INSTRUCTION:
Find every line in the material below that contains the string "board" and copy each one.
-- begin EXCERPTED RECORDS --
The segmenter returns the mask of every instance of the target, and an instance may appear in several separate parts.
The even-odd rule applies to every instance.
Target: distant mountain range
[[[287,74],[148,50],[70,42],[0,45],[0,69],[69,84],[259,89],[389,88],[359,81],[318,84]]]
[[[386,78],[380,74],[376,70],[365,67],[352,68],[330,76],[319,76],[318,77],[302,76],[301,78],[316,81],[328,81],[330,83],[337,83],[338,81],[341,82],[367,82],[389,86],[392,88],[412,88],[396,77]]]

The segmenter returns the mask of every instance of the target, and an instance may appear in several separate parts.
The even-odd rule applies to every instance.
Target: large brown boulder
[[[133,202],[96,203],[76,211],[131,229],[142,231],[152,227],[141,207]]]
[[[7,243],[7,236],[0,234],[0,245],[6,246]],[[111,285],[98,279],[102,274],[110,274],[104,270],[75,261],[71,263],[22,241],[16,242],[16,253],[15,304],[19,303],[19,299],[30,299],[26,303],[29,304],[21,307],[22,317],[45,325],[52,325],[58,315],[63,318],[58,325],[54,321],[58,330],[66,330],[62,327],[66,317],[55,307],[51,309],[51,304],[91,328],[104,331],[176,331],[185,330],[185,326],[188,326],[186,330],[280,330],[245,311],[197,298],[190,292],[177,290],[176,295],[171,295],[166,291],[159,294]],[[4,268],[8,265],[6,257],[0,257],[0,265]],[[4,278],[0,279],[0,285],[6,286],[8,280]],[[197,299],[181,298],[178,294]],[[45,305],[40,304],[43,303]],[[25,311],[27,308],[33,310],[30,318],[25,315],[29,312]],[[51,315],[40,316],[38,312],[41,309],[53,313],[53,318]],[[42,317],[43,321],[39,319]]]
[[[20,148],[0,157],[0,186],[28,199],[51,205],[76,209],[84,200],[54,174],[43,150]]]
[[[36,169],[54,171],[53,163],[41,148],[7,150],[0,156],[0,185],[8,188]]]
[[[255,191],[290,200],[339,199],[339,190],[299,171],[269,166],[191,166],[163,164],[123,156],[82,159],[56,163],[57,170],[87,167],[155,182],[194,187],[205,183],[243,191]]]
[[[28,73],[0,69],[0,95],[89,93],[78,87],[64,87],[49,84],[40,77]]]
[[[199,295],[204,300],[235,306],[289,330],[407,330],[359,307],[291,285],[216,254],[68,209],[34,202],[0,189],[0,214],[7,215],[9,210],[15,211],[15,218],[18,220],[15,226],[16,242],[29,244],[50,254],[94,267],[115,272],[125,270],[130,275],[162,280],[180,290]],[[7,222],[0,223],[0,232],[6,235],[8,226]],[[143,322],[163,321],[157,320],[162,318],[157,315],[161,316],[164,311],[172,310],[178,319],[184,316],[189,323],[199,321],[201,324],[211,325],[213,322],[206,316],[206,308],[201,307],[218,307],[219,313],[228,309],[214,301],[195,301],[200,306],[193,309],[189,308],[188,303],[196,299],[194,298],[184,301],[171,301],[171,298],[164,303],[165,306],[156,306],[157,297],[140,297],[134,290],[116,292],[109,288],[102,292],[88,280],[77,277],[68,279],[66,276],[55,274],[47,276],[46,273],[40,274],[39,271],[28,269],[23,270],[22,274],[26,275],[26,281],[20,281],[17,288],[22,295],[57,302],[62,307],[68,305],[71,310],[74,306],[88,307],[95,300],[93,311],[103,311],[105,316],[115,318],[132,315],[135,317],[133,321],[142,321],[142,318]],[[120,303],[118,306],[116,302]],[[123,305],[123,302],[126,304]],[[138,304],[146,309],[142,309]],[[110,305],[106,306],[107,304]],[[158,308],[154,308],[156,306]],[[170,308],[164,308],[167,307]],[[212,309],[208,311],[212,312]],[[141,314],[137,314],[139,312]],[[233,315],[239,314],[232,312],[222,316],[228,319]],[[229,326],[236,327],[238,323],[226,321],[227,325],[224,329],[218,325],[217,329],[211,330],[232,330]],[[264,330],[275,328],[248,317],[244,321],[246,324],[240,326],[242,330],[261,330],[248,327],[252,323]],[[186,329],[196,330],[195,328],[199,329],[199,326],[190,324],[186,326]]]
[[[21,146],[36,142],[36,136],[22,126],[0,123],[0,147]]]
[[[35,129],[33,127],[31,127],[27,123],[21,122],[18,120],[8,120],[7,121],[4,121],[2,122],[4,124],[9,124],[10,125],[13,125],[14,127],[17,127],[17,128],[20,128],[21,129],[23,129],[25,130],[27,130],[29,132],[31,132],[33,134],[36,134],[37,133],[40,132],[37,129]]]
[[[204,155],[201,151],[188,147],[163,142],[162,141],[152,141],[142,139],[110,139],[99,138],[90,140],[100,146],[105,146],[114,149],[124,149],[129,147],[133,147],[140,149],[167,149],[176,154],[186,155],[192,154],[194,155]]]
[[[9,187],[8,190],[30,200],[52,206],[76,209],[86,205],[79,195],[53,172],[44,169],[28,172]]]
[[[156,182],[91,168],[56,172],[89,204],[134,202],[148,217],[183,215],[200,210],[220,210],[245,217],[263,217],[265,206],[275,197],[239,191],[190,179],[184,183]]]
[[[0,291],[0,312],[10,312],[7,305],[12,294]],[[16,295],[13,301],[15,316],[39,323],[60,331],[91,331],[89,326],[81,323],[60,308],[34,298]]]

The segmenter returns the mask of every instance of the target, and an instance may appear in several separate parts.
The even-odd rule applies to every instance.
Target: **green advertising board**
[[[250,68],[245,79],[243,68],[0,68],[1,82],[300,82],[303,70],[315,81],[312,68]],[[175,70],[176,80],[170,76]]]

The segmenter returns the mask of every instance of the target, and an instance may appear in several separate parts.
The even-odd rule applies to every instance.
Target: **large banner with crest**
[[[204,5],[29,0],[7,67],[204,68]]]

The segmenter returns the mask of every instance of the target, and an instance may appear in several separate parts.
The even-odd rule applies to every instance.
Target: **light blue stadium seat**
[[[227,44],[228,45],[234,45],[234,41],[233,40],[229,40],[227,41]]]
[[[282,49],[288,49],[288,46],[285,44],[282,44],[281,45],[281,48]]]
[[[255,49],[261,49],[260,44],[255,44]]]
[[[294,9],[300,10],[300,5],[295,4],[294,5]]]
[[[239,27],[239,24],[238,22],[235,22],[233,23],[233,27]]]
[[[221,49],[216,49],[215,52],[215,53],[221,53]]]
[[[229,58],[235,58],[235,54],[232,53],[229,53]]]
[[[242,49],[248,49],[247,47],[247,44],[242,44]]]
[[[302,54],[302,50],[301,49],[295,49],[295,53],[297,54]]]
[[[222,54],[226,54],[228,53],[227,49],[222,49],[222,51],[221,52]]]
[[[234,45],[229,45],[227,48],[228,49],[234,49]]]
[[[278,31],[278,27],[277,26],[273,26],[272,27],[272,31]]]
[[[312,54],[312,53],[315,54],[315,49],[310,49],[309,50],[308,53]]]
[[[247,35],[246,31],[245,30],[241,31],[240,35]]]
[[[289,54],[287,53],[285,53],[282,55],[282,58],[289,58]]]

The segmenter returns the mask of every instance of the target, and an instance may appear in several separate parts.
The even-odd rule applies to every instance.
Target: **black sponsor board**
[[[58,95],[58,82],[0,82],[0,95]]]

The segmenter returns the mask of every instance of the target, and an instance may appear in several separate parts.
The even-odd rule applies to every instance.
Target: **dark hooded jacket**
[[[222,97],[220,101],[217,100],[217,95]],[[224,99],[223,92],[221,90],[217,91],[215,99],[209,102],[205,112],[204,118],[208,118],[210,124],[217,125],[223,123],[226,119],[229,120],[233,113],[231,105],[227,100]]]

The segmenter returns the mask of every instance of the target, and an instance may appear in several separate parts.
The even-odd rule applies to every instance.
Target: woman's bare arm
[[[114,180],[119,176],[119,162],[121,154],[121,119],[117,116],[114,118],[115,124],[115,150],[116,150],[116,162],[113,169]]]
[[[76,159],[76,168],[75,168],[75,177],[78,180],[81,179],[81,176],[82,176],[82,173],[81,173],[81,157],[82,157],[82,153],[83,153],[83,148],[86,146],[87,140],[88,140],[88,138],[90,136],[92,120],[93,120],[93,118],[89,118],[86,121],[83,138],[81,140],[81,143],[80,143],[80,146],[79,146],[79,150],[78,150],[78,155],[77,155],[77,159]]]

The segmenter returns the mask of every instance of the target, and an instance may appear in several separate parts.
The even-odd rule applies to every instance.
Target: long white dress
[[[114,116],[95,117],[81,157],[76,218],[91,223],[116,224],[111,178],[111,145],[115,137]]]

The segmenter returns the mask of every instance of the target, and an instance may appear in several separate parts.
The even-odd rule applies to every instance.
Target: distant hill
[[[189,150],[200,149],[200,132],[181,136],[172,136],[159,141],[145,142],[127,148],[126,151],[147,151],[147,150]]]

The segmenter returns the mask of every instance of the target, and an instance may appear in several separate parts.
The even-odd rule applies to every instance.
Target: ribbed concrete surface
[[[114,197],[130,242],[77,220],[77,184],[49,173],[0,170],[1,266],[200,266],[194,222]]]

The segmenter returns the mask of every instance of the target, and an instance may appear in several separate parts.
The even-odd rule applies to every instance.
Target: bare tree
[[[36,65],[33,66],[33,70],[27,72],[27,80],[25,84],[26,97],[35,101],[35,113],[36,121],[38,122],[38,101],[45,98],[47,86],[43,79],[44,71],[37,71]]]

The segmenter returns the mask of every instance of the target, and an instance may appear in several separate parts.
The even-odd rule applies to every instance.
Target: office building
-- end EXCERPTED RECORDS --
TASK RESULT:
Target: **green advertising board**
Target: **black sponsor board**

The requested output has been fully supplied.